_Aim of the task:_
Your output should be the line with "# mark a point on each instance of the white ceramic" and all following lines of the data below, through the end, repeated exactly.

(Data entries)
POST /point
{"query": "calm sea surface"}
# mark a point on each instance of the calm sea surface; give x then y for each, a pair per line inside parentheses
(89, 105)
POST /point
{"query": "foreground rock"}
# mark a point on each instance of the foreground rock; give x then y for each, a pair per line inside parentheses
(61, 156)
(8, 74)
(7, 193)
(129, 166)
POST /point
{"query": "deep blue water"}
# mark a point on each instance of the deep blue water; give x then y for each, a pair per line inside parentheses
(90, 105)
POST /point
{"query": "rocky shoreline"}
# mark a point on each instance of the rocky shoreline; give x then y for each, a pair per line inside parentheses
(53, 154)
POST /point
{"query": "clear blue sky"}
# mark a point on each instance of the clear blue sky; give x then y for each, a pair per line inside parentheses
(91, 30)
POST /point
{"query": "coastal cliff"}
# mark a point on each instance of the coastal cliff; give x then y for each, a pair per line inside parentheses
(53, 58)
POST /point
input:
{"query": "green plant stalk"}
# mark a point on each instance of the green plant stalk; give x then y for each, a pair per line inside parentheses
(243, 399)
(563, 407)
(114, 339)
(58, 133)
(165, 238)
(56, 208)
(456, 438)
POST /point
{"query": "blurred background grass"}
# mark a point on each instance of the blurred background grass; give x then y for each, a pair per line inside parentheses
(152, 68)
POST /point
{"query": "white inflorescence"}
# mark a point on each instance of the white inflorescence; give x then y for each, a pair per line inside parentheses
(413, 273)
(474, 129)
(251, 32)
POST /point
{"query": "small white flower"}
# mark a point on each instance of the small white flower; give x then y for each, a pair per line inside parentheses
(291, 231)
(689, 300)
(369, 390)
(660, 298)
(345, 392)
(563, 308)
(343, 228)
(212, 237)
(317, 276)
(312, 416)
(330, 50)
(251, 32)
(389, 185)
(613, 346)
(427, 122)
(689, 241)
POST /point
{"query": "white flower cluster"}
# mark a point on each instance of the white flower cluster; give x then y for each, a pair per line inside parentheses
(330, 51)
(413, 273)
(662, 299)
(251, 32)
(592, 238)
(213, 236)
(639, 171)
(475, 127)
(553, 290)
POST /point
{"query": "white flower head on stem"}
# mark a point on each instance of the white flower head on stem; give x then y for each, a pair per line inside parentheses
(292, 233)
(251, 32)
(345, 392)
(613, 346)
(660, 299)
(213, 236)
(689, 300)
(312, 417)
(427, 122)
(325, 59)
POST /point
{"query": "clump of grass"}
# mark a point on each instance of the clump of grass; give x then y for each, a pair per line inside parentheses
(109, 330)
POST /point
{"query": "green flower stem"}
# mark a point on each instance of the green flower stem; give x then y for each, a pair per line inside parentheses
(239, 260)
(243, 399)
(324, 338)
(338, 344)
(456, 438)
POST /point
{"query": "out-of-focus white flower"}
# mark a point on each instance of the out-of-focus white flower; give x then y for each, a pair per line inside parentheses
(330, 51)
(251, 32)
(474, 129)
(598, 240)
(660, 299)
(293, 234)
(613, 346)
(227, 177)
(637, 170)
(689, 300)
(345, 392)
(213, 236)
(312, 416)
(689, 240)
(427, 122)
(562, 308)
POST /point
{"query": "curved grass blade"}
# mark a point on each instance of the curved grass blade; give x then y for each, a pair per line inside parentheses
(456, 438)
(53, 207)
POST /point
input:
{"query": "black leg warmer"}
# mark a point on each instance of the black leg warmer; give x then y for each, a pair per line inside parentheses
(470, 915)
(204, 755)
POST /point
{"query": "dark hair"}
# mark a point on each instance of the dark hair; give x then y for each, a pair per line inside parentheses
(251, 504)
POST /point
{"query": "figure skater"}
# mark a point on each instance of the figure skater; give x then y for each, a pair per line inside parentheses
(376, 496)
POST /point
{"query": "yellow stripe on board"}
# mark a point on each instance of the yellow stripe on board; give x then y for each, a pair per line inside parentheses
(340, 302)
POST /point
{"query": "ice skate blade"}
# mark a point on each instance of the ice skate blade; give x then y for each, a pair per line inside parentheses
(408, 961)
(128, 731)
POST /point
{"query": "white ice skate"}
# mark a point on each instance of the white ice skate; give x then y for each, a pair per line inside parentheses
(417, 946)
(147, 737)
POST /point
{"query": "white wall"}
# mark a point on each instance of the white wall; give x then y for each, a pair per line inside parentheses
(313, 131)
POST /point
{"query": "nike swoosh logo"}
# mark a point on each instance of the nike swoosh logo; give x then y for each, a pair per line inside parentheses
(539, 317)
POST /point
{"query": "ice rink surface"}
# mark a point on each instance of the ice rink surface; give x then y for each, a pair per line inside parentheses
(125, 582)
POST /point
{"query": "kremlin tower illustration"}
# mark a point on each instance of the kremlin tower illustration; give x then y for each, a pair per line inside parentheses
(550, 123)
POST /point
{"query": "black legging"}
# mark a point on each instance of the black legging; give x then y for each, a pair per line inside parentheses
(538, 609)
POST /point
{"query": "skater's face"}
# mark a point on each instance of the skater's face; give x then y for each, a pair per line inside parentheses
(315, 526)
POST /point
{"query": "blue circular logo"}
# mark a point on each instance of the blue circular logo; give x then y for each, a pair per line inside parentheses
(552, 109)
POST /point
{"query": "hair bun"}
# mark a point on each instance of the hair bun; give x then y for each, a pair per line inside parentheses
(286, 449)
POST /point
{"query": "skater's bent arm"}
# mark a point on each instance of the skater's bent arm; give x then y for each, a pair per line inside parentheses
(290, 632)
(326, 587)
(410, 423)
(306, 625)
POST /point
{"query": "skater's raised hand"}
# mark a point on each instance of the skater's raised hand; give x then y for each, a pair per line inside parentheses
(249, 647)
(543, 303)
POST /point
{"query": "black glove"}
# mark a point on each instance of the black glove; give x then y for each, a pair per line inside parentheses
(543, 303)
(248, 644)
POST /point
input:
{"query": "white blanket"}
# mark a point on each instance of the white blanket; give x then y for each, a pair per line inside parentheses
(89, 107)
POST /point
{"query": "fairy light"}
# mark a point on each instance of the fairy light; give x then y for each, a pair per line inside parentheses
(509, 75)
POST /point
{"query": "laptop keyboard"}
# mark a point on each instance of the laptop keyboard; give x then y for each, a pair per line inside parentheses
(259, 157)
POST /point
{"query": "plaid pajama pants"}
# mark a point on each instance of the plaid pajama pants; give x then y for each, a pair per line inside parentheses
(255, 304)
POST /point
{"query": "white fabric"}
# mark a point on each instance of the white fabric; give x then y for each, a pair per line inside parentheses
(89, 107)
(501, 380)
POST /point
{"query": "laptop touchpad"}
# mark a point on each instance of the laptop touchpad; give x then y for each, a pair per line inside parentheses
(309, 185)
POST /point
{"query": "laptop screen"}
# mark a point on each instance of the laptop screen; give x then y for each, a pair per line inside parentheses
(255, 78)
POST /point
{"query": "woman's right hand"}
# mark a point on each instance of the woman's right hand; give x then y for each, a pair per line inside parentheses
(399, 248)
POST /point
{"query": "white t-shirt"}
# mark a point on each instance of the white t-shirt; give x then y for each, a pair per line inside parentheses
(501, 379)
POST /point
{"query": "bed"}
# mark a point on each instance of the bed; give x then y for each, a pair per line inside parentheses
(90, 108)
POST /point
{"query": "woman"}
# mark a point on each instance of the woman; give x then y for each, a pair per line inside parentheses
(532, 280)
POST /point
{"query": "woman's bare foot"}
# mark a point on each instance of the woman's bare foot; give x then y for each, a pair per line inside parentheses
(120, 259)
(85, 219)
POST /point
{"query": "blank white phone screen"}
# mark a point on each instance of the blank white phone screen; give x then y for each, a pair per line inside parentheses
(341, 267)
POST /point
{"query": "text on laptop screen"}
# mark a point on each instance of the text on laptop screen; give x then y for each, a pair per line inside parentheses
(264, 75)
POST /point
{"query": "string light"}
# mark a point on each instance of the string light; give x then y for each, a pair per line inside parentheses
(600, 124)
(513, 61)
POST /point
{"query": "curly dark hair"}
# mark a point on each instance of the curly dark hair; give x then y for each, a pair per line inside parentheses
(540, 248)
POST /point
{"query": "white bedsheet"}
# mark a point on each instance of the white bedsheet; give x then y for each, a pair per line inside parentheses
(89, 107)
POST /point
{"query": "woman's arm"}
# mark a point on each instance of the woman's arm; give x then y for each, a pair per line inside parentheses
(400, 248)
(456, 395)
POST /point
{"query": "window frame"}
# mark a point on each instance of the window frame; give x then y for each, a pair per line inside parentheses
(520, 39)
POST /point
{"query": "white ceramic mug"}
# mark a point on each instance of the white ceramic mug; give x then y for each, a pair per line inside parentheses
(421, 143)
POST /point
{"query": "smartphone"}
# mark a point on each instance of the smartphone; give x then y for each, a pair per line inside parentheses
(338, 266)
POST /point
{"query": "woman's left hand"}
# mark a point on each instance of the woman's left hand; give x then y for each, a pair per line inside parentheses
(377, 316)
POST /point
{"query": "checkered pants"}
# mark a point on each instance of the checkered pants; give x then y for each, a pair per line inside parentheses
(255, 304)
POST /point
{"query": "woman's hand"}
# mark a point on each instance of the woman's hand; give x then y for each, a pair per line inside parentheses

_Reply to the exercise:_
# mark a point on each instance of the white ceramic mug; give x then y for each, a pair per line inside parentheses
(421, 143)
POST /point
{"query": "smartphone"}
# mark a point on each instance of the smartphone; give x then y for each, a pair per line inside parentheses
(338, 266)
POST /point
{"query": "woman's left hand"}
# mark a point on each instance of the woman's left hand; give x then y for each, a pair per line inside parentheses
(377, 316)
POST /point
{"query": "checkered pants"}
# mark a point on each instance of the checkered pants; give x then y for each, a pair per line inside parentheses
(255, 304)
POST /point
{"query": "woman's hand"}
# mark a point on each instance of the woman's hand; give x then y for each, a pair per line inside parentheses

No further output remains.